── MATERIAL FOR THIS TASK ──

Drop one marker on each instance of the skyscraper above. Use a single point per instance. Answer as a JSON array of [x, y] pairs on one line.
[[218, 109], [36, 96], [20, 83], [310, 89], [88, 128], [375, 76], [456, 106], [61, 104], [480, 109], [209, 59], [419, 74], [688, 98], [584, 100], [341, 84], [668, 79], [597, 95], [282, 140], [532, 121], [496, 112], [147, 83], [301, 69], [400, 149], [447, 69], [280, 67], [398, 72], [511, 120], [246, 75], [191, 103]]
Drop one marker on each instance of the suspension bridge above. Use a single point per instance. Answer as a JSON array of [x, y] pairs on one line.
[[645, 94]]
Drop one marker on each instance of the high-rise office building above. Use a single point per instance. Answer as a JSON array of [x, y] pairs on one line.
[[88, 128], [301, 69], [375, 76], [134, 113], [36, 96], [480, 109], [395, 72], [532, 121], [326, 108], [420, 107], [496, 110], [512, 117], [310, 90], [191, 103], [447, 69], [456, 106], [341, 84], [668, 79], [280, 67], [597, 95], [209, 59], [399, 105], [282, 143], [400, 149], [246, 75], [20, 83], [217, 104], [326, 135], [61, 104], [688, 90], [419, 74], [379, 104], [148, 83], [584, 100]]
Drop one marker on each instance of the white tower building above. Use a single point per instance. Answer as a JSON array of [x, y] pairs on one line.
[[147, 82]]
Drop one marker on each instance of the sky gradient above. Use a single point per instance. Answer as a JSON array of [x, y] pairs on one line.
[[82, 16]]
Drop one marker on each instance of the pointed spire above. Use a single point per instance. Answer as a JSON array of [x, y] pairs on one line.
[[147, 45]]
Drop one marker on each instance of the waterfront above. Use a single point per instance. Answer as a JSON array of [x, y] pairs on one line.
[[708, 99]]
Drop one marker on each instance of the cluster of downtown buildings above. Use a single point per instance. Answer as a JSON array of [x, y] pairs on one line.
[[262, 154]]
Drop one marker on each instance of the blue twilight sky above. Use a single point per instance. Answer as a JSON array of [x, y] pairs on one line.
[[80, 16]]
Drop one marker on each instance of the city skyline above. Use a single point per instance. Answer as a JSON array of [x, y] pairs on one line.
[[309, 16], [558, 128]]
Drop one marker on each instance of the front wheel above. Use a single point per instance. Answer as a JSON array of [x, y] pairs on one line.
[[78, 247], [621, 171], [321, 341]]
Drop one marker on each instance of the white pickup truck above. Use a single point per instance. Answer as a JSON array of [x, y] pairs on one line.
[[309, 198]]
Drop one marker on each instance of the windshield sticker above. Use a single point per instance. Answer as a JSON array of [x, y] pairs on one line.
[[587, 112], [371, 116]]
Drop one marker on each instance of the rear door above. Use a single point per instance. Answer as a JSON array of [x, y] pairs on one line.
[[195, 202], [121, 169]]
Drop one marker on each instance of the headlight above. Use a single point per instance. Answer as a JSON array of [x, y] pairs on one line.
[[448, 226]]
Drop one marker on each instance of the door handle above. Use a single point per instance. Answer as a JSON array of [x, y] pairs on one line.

───

* [TRY IT]
Exactly the lines from the one containing "Drop one marker on each instance of the front" through the final line of the records above are needed, copied word for word.

* [ANSWER SPACE]
Drop one marker on each instance of the front wheel above. Use a single point per instance. Answer as a JSON array of [x, y] pairs on one line.
[[78, 247], [621, 171], [321, 341]]
Drop one marker on each instance of the white pickup truck above. Use a single point per instance. Answer as a JSON array of [x, y] pairs on one line.
[[309, 198]]
Drop one marker on each instance of the windshield sticker above. Use a single point per instance. Answer as a JSON array of [x, y] pairs on one line.
[[587, 112], [371, 116]]
Drop one marker on each instance of the rear door above. Use a single point per instance. Answer as a JSON array of [x, y] pairs on one line.
[[195, 202], [121, 169]]
Drop one marker on each instance of the headlight above. Use a single point per instance. Answer as a JSON array of [x, y] pairs on one line.
[[448, 226]]
Drop one marker on each instance of the door handle above. Use a single point per instance. Answer as a JSON array of [x, y] pairs on one line.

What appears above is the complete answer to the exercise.